── PROVIDED ENTRIES ──

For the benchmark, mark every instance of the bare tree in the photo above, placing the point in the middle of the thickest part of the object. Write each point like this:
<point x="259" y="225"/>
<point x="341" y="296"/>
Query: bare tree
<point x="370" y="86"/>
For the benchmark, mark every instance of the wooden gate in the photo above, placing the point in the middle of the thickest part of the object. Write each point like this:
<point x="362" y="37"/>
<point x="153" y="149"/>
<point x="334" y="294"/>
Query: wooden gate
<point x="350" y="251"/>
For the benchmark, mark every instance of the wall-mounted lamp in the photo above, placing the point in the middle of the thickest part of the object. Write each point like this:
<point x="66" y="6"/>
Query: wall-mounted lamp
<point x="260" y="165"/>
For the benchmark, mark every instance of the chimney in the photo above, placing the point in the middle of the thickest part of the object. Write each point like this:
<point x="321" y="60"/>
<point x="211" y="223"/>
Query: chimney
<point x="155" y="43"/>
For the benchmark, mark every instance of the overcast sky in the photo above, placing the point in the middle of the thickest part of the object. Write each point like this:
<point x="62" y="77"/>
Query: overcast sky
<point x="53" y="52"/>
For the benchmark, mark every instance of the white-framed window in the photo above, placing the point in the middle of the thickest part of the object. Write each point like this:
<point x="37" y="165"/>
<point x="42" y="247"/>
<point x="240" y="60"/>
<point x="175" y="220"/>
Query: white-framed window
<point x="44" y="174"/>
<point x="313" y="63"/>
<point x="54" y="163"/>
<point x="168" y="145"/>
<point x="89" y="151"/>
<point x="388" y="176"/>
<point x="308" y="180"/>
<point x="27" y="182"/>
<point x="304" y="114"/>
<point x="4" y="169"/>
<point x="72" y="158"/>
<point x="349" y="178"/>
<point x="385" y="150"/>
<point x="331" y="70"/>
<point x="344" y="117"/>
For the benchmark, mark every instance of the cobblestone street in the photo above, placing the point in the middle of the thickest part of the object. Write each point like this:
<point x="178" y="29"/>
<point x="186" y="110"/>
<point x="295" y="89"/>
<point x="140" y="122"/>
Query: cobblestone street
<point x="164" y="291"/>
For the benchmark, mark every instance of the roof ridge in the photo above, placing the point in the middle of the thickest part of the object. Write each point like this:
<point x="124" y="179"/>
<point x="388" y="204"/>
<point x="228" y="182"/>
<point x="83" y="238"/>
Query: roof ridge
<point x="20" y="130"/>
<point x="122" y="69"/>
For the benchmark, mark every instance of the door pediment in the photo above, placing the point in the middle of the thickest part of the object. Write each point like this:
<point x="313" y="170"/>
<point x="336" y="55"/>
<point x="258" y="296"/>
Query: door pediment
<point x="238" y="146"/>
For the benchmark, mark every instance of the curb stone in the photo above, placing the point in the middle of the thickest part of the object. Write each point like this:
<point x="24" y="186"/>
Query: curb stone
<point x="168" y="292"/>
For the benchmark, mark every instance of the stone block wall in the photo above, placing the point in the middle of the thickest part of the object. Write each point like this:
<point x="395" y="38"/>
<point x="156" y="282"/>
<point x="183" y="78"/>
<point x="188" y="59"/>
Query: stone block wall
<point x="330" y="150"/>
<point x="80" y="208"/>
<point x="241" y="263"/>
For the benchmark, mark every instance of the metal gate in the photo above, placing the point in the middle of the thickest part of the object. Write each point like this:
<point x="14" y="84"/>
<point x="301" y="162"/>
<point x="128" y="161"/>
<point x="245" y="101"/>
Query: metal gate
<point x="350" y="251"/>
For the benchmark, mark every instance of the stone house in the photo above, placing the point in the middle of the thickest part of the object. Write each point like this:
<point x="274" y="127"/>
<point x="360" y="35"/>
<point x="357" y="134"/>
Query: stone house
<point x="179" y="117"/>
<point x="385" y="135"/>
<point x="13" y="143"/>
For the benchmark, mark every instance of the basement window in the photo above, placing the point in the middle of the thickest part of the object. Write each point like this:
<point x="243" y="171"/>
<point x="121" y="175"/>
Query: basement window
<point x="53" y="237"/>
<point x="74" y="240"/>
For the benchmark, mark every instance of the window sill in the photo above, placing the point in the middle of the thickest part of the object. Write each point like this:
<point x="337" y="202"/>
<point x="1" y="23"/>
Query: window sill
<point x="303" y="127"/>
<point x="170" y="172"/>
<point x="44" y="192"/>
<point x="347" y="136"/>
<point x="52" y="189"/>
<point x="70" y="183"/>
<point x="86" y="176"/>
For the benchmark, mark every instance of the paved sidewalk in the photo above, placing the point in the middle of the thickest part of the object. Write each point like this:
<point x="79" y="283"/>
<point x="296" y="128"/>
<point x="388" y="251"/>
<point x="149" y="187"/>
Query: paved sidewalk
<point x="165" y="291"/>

───
── PROVIDED ENTRIES ──

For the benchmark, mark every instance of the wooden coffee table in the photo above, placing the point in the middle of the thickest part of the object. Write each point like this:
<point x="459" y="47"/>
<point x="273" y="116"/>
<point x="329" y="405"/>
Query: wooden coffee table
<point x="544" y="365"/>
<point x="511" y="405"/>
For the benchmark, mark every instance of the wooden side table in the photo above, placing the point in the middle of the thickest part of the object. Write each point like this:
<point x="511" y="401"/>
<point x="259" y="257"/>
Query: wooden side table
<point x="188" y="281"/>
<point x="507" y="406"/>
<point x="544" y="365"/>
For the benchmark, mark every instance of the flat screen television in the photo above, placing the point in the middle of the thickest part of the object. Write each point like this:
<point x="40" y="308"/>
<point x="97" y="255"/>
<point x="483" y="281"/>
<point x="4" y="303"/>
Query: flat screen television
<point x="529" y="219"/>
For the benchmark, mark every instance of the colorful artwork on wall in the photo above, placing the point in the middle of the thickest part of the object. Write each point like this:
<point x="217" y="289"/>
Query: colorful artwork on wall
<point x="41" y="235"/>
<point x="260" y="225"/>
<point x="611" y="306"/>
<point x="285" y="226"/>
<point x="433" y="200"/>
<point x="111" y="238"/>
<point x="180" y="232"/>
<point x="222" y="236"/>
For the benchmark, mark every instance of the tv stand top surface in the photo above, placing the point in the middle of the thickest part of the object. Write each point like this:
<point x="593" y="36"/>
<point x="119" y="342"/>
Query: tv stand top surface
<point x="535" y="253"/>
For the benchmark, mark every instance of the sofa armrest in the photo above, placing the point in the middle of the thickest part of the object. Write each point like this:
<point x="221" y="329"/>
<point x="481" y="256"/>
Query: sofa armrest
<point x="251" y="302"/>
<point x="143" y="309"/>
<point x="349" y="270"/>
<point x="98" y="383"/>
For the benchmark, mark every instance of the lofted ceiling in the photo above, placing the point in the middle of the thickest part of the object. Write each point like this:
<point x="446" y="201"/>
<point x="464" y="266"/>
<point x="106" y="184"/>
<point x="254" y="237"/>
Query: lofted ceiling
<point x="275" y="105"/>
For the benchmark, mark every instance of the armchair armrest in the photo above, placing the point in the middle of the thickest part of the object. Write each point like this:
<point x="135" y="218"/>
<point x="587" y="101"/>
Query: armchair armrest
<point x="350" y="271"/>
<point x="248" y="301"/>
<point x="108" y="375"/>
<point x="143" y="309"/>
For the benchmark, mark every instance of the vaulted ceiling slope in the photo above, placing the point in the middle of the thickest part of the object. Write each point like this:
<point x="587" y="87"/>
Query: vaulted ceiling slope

───

» PROBLEM TO WORK ON: List every line of the records that contains the word "colorful", matching case exactly.

» EXERCISE ANSWER:
For the benchmark, mark every instance of the colorful artwork on wall in the photo above, placing the point in the middle of the thickest part of the object. Write each point like this:
Query: colorful artwork on wall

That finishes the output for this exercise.